- RECORDS SUPPLIED:

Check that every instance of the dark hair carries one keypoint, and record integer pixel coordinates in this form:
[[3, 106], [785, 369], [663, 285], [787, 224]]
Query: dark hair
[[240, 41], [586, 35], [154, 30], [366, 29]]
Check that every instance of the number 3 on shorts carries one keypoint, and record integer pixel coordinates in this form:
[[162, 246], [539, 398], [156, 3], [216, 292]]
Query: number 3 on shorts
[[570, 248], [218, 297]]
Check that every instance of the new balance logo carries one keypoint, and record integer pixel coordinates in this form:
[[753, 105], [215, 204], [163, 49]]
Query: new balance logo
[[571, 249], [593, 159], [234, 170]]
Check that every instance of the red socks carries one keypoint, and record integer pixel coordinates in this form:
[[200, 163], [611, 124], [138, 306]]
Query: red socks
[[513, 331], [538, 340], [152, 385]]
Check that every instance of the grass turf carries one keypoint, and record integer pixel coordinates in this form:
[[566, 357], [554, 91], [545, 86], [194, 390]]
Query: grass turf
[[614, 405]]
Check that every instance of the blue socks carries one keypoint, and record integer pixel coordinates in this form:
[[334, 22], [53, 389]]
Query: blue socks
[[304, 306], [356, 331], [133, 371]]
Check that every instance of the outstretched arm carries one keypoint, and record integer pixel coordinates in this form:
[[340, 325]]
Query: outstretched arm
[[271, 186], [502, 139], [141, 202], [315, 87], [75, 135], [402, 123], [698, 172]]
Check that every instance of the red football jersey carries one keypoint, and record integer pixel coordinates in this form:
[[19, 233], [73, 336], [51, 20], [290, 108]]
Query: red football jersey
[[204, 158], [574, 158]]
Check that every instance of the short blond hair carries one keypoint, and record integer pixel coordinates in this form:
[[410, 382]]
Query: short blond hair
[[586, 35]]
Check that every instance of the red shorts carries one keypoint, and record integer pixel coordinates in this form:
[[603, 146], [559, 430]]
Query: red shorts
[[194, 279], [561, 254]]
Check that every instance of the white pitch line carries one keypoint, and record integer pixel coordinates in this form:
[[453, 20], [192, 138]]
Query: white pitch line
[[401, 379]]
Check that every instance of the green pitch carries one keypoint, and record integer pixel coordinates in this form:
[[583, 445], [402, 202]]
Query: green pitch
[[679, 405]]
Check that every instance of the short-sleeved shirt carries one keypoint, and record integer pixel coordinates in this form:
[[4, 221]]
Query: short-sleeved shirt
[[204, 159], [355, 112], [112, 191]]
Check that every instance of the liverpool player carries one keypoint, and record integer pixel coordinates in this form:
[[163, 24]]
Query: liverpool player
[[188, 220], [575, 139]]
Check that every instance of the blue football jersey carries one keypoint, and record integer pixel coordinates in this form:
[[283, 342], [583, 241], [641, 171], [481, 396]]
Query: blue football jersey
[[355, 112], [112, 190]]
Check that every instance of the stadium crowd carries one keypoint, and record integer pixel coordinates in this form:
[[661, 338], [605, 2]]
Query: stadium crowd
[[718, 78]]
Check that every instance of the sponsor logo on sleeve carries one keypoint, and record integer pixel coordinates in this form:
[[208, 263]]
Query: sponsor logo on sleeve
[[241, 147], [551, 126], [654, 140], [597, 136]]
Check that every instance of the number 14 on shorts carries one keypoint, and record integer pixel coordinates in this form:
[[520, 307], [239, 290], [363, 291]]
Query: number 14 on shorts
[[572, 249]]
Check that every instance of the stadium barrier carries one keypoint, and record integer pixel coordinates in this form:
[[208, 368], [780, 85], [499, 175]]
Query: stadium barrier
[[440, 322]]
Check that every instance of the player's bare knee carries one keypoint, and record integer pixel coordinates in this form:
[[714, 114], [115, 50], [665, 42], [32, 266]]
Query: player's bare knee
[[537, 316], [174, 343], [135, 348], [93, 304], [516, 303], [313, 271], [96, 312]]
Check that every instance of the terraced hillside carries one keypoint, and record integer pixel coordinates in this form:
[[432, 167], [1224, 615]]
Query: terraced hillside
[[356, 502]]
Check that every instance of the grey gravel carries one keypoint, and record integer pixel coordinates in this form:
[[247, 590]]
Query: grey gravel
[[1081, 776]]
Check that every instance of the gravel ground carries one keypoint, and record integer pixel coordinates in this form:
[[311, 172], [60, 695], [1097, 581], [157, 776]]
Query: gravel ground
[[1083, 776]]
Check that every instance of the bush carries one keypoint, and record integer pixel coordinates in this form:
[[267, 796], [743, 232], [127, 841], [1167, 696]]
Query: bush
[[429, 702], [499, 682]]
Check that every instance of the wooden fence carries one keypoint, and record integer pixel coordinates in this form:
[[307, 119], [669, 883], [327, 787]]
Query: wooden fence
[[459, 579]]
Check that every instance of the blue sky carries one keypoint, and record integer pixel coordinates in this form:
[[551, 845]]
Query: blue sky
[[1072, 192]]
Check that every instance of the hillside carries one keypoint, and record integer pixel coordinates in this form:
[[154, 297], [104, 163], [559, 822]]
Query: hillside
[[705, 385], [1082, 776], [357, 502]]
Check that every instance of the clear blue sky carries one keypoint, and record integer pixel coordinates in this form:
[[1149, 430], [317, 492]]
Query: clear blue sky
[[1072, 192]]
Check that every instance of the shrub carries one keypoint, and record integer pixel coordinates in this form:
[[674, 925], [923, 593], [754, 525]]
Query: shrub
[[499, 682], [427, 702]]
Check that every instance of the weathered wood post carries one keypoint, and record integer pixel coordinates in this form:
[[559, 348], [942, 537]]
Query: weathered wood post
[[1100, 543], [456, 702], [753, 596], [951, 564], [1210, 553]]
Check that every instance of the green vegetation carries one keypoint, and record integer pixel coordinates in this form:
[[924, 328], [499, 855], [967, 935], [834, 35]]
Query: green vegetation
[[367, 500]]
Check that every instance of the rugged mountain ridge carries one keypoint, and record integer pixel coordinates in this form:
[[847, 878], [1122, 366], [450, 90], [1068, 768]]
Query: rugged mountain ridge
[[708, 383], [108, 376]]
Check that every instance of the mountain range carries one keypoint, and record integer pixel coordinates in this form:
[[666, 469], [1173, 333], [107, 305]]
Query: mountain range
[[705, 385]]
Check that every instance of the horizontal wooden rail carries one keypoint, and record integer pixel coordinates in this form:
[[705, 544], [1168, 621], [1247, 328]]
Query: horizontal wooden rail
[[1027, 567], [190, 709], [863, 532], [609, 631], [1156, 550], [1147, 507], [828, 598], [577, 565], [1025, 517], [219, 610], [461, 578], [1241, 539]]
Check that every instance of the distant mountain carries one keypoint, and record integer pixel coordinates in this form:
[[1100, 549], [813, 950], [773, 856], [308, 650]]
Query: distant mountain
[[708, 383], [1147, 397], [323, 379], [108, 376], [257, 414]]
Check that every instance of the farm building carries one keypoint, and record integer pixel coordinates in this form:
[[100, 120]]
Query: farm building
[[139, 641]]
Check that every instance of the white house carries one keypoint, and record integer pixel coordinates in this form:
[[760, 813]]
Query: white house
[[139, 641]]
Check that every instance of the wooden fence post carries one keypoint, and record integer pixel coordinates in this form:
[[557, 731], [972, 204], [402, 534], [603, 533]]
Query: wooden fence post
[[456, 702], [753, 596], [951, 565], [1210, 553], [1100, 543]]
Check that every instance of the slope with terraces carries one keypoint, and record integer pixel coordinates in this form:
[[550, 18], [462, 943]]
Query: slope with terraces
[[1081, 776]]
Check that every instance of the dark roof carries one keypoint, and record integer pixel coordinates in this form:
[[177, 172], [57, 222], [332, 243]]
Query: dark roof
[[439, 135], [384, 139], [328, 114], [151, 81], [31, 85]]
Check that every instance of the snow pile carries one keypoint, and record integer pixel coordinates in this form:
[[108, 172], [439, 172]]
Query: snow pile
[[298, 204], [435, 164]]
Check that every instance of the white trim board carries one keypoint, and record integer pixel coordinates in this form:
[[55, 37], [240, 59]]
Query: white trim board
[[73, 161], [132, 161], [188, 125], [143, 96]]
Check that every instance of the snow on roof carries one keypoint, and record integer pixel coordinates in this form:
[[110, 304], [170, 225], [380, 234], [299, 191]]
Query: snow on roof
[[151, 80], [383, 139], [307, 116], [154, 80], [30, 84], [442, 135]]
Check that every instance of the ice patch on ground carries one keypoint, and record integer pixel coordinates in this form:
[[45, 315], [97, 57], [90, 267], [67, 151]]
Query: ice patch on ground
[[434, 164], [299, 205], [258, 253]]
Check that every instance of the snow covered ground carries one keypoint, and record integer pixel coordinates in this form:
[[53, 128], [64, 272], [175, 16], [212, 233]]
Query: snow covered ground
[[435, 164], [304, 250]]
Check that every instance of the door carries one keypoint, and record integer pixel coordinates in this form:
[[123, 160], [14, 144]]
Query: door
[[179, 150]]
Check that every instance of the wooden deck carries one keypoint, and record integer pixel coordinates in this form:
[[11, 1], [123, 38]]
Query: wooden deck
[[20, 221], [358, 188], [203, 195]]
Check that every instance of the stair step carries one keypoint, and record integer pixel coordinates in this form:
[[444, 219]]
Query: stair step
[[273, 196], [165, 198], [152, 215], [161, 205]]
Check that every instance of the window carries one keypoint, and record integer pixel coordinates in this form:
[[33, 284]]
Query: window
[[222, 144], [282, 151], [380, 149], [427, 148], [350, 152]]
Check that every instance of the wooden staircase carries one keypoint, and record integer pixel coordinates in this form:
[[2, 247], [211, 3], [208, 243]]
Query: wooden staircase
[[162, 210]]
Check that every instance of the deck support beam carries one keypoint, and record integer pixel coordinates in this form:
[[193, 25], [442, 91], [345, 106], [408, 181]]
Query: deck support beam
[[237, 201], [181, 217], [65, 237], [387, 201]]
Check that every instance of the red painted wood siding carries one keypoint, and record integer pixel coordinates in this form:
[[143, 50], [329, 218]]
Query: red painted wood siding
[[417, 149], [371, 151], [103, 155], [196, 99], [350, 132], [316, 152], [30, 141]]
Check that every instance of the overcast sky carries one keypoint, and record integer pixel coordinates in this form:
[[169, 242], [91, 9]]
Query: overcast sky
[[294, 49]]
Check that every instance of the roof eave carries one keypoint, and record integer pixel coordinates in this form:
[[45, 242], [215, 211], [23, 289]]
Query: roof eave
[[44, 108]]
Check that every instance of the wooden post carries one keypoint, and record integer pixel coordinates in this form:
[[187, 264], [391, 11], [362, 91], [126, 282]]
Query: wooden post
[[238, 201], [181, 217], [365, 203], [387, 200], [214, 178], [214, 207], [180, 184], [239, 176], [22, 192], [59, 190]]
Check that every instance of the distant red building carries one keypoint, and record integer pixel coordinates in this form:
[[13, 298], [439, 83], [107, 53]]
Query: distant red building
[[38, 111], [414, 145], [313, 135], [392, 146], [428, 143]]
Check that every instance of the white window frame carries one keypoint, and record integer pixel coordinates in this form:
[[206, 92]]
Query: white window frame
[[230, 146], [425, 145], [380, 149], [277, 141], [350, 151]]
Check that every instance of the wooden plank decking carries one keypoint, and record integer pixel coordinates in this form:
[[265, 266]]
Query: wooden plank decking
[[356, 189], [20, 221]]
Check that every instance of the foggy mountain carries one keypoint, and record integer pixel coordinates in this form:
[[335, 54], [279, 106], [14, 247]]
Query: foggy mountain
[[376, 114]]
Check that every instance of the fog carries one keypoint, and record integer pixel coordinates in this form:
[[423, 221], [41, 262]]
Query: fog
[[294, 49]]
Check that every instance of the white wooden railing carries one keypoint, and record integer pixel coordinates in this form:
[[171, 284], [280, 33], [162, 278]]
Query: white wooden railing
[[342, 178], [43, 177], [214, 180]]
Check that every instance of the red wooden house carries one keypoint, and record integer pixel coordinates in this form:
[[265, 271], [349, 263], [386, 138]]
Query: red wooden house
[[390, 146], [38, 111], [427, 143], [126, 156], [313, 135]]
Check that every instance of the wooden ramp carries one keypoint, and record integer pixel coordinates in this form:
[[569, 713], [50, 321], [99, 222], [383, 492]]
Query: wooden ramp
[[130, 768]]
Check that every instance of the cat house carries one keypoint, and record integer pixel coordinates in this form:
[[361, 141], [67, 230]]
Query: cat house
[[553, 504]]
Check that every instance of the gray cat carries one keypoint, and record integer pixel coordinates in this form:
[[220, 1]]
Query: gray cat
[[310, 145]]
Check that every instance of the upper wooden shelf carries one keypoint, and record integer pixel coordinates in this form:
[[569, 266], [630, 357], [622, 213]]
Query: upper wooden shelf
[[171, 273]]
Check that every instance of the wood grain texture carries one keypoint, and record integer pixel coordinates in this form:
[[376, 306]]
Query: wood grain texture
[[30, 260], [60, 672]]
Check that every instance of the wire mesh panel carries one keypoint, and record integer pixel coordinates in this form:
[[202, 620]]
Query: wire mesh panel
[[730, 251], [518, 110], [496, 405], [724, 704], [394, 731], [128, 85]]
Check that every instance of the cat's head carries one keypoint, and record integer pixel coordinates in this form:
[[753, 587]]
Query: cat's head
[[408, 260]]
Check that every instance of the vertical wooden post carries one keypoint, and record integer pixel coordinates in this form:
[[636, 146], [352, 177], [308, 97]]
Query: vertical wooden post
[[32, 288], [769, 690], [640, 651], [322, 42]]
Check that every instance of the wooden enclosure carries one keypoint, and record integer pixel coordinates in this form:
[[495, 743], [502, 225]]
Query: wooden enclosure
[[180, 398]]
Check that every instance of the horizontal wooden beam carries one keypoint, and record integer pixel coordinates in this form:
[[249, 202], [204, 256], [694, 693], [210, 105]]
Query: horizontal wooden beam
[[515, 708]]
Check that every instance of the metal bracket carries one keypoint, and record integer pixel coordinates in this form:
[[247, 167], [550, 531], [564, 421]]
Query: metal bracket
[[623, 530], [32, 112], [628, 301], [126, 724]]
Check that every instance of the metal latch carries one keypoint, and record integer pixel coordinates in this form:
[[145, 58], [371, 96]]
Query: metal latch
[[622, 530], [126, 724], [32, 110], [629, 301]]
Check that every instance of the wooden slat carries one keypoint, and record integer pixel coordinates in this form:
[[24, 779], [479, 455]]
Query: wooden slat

- EXERCISE DIRECTIONS: Copy the material from its first line through the line containing "[[570, 248], [218, 297]]", putting "black hair" wherever "dark hair" appears and leaving everything else unchanged.

- EXERCISE OUTPUT:
Check that every instance of the black hair carries one keypoint, and record integer pixel coordinates in this form:
[[3, 106], [785, 369], [663, 285], [787, 224]]
Query: black hair
[[240, 41], [586, 35], [154, 30], [366, 29]]
Check that every instance of the number 3 on shorts carries one keypoint, and record integer pixel coordinates in this form:
[[162, 246], [539, 398], [156, 3], [216, 292]]
Query: number 3 on shorts
[[570, 248], [218, 297]]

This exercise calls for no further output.